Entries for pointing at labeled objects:
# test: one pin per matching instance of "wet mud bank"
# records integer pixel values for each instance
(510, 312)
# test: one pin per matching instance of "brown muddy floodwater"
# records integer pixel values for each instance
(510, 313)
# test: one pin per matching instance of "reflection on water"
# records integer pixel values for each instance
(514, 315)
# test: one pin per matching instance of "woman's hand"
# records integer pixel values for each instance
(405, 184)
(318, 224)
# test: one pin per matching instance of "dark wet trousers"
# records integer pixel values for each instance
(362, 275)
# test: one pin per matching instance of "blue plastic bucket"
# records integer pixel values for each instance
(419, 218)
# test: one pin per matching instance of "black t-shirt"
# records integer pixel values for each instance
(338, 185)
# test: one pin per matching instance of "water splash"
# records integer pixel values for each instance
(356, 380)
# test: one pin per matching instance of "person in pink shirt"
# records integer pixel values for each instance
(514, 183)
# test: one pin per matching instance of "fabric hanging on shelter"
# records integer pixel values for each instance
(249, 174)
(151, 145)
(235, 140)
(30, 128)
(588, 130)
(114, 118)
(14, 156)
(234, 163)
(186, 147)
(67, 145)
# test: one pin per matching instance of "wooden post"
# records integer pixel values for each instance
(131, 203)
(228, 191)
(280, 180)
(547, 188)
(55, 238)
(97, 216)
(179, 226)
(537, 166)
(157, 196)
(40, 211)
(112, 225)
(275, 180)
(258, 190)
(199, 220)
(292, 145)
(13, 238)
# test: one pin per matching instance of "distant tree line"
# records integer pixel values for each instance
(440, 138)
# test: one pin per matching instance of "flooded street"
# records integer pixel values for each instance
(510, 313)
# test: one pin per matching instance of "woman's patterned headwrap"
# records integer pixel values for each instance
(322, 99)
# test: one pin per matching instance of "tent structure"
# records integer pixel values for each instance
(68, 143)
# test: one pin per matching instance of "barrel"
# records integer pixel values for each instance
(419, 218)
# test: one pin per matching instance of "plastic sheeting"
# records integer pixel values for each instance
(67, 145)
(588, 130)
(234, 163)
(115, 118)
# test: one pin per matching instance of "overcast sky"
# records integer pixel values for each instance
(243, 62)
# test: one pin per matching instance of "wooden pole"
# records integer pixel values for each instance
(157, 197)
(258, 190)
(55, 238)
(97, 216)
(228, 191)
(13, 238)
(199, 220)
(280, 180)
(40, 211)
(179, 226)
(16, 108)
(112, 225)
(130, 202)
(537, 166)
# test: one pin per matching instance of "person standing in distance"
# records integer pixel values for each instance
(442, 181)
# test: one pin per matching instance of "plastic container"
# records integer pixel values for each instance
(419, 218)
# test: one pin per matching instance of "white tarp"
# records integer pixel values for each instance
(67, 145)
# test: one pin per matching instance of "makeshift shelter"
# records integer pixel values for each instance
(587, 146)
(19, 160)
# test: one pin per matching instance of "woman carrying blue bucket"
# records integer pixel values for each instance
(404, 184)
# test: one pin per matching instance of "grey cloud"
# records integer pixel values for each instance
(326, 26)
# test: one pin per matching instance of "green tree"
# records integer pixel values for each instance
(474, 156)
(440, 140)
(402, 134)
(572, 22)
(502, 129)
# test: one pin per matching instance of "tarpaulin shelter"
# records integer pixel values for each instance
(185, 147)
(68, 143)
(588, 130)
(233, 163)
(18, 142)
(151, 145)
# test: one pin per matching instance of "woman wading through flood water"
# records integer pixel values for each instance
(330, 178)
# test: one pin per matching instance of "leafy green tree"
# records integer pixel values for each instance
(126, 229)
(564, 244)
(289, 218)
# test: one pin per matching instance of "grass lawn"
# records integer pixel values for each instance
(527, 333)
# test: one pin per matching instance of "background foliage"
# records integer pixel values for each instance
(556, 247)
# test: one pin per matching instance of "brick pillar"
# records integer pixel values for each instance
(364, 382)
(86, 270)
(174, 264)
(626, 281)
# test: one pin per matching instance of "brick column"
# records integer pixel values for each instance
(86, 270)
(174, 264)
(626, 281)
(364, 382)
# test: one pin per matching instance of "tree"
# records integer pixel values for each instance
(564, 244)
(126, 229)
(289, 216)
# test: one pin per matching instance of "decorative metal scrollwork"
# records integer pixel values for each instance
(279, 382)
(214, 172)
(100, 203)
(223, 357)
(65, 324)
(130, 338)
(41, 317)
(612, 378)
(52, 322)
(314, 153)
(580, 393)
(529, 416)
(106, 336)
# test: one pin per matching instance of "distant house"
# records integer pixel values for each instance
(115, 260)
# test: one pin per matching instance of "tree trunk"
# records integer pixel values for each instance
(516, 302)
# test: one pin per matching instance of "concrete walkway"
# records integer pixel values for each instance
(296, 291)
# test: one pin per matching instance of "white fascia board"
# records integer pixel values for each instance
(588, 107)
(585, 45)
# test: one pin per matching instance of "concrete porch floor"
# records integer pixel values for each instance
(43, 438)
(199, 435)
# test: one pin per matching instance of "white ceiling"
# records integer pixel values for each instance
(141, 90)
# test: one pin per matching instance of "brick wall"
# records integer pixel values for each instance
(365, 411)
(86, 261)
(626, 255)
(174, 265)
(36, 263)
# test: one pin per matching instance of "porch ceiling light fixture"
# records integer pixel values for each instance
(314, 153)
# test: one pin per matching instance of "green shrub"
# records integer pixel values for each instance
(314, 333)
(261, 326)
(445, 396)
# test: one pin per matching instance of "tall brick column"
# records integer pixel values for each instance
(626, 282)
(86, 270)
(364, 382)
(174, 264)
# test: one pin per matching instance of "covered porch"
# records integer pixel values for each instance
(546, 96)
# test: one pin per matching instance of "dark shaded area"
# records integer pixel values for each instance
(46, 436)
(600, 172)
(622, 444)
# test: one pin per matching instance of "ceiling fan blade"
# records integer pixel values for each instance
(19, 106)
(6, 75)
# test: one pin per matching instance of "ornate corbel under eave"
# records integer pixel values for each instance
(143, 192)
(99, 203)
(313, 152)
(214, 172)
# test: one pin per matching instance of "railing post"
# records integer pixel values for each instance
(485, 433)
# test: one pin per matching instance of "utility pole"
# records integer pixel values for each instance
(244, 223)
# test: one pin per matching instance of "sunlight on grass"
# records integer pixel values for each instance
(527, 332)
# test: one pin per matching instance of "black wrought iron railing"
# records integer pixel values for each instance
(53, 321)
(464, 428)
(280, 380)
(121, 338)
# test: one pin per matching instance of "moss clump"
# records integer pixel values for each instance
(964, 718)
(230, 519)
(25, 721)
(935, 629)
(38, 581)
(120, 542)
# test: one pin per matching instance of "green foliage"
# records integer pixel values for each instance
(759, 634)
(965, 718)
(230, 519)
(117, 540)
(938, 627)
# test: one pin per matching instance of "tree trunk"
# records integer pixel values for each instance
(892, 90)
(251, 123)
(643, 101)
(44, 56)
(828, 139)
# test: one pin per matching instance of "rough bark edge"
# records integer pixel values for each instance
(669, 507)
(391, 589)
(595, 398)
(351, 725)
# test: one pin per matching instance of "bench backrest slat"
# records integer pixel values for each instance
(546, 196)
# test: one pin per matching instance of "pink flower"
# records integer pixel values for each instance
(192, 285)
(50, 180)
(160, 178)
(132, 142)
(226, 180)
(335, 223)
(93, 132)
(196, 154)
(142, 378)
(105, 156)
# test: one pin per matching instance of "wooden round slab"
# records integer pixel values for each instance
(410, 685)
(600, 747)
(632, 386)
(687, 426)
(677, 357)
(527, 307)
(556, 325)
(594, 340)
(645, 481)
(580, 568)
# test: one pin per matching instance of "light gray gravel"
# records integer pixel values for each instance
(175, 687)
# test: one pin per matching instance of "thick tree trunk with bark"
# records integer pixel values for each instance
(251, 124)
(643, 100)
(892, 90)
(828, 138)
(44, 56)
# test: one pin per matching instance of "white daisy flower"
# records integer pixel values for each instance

> _Aim of the task_
Reproduce every one of the entries above word for word.

> _Output of the task_
# test: one pin per matching instance of "wet mud bank"
# records integer pixel values for each instance
(510, 312)
# test: one pin per matching instance of "brown muddy floodwater"
# records integer pixel values for each instance
(510, 313)
# test: one pin per matching instance of "reflection on water"
# records integer pixel values for each instance
(514, 315)
# test: one pin per matching instance of "woman's hand"
# records integer pixel values for each instance
(405, 184)
(318, 224)
# test: one pin per matching instance of "dark wet trousers"
# records integer pixel values for each instance
(362, 275)
# test: one pin per matching instance of "blue plastic bucket"
# records integer pixel values for each instance
(419, 218)
# test: one pin per matching instance of "black t-shirt"
# records integer pixel values for each instance
(338, 185)
# test: one pin per matching instance of "water splash"
# records integer pixel values for each instance
(356, 380)
# test: one pin per matching instance of "person in pink shirt"
# records integer pixel values for each instance
(514, 183)
# test: one pin per matching instance of "fabric hanging on shelter"
# records integer pixel values for each instance
(249, 174)
(151, 145)
(235, 140)
(30, 128)
(588, 130)
(114, 118)
(14, 156)
(234, 163)
(186, 147)
(67, 145)
# test: one pin per matching instance of "wooden post"
# records integer pixel values for each instance
(131, 203)
(228, 191)
(280, 180)
(547, 188)
(55, 238)
(97, 216)
(179, 226)
(537, 166)
(157, 196)
(40, 211)
(112, 225)
(275, 180)
(258, 190)
(199, 220)
(292, 145)
(13, 238)
# test: one pin per matching instance of "distant tree line"
# records integer pixel values for each instance
(440, 138)
# test: one pin per matching instance of "flooded street"
# records integer pixel values for each instance
(510, 313)
# test: one pin per matching instance of "woman's patterned headwrap"
# records integer pixel values for each instance
(322, 99)
# test: one pin per matching instance of "tent structure"
# records integer pixel values for each instance
(68, 143)
# test: one pin per matching instance of "barrel"
# records integer pixel values for each instance
(419, 218)
# test: one pin per matching instance of "plastic sheeting"
# records integer pixel values for each instance
(67, 145)
(588, 130)
(234, 163)
(115, 118)
# test: one pin per matching instance of "overcast sky"
# records integer pixel values for each instance
(243, 62)
# test: one pin per matching instance of "wooden pole"
# records integer pixel values for each instance
(157, 197)
(258, 190)
(55, 238)
(97, 216)
(228, 191)
(13, 238)
(199, 220)
(280, 180)
(40, 211)
(179, 226)
(16, 108)
(112, 225)
(130, 202)
(537, 166)
# test: one pin per matching instance of "person standing in distance"
# records integer pixel values for each instance
(442, 181)
# test: one pin per matching instance of "plastic container"
# records integer pixel values for each instance
(419, 218)
# test: one pin per matching instance of "white tarp"
# records integer pixel values for each instance
(67, 145)
# test: one pin per matching instance of "makeshift shelter"
# records integer pixel values for each instance
(587, 146)
(19, 160)
# test: one pin per matching instance of "woman carrying blue bucket"
# records integer pixel values for each instance
(404, 184)
# test: one pin per matching instance of "grey cloud"
# records integer pixel values for each instance
(326, 26)
# test: one pin per matching instance of "green tree"
# records integer pixel values for each instance
(474, 156)
(440, 140)
(402, 134)
(572, 22)
(502, 129)
# test: one pin per matching instance of "tarpaulin shelter"
# records integer pixel values for each instance
(185, 147)
(68, 143)
(588, 130)
(233, 163)
(18, 142)
(151, 145)
# test: one pin per matching instance of "woman wading through flood water"
# records integer pixel values for each instance
(330, 178)
# test: one pin per matching instance of "leafy green tree"
# records integer pixel values for each instance
(126, 229)
(564, 244)
(289, 218)
# test: one pin per matching instance of "grass lawn"
# records integer pixel values for each instance
(527, 333)
# test: one pin per matching instance of "background foliage"
# records integer pixel values for each instance
(556, 247)
# test: one pin per matching instance of "brick pillar"
# records integer pixel values for each instance
(364, 382)
(86, 270)
(174, 264)
(626, 281)
# test: one pin per matching instance of "brick column"
# records integer pixel values for each instance
(86, 270)
(174, 264)
(626, 281)
(364, 382)
# test: one pin per matching instance of "tree"
# records integer pixel values for each instance
(564, 244)
(126, 229)
(289, 216)
# test: one pin per matching instance of "decorative metal scrollwork"
# records integer pixel values for each instance
(279, 382)
(214, 172)
(100, 203)
(223, 357)
(65, 324)
(130, 338)
(41, 317)
(612, 378)
(52, 322)
(314, 153)
(580, 393)
(529, 416)
(106, 336)
# test: one pin per matching instance of "distant house"
# records integer pixel values for each instance
(115, 260)
# test: one pin per matching instance of "tree trunk"
# records integer pixel values for each instance
(516, 302)
# test: one pin per matching instance of "concrete walkway"
# records integer pixel values for each instance
(296, 291)
# test: one pin per matching instance of "white fascia board"
# records integer pixel values for each instance
(588, 107)
(585, 45)
# test: one pin per matching instance of "concrete porch floor"
# records integer pixel values for each instance
(43, 438)
(199, 435)
# test: one pin per matching instance of "white ceiling"
# records integer pixel values for each instance
(141, 90)
# test: one pin per matching instance of "brick wall"
# records integer pixel values for each instance
(365, 411)
(86, 261)
(626, 255)
(174, 265)
(36, 263)
# test: one pin per matching instance of "porch ceiling light fixture"
# records integer pixel values for each instance
(314, 153)
# test: one pin per matching instance of "green shrub"
# records integer pixel values for each instance
(314, 333)
(261, 326)
(445, 396)
# test: one pin per matching instance of "tall brick column"
# records integer pixel values for each instance
(626, 282)
(86, 270)
(364, 382)
(174, 264)
# test: one pin per matching instance of "covered porch"
# records integer pixel values for each instance
(546, 96)
# test: one pin per matching instance of "dark shaded area"
# records integer pixel values for each instance
(46, 436)
(600, 172)
(622, 444)
# test: one pin per matching instance of "ceiling fan blade"
# records integer pixel values for each instance
(19, 106)
(6, 75)
# test: one pin per matching instance of "ornate corbel under eave"
# records integer pixel values for each instance
(143, 192)
(99, 203)
(313, 152)
(214, 172)
# test: one pin per matching instance of "railing post"
# records integer pixel values for each instance
(485, 433)
# test: one pin per matching instance of "utility pole"
# records integer pixel values for each instance
(244, 223)
# test: one pin per matching instance of "sunlight on grass"
# records integer pixel values for each instance
(527, 332)
# test: one pin per matching instance of "black wrought iron railing"
# records integer pixel values for each instance
(53, 321)
(464, 428)
(280, 380)
(121, 338)
# test: one pin per matching instance of "moss clump"
# records integer pixel values for each instance
(964, 718)
(230, 519)
(25, 721)
(935, 629)
(38, 581)
(120, 542)
# test: one pin per matching instance of "green foliage"
# records integer pixel values for each instance
(759, 634)
(965, 718)
(230, 519)
(117, 540)
(938, 627)
# test: one pin per matching instance of "tree trunk"
# records integer pixel values for each instance
(892, 90)
(251, 123)
(643, 101)
(44, 56)
(828, 139)
# test: one pin per matching instance of "rough bark edge"
# records integer pixel values for each instance
(669, 507)
(391, 589)
(595, 398)
(351, 725)
# test: one pin per matching instance of "bench backrest slat"
# records integer pixel values for each instance
(546, 196)
# test: one pin per matching instance of "pink flower"
# records integer pixel values for each instance
(192, 285)
(50, 180)
(160, 178)
(132, 142)
(226, 180)
(335, 223)
(93, 132)
(196, 154)
(142, 378)
(105, 156)
# test: one pin per matching instance of "wooden round slab"
# records integer pixel values for each instance
(410, 685)
(600, 747)
(632, 386)
(687, 426)
(677, 357)
(527, 307)
(556, 325)
(594, 340)
(645, 481)
(580, 568)
# test: one pin per matching instance of "light gray gravel"
# records integer pixel values for each instance
(175, 687)
# test: one pin per matching instance of "thick tree trunk with bark"
# records integer pixel values for each instance
(251, 124)
(643, 100)
(892, 90)
(828, 138)
(44, 56)
# test: one pin per matching instance of "white daisy flower"
# records integer pixel values for each instance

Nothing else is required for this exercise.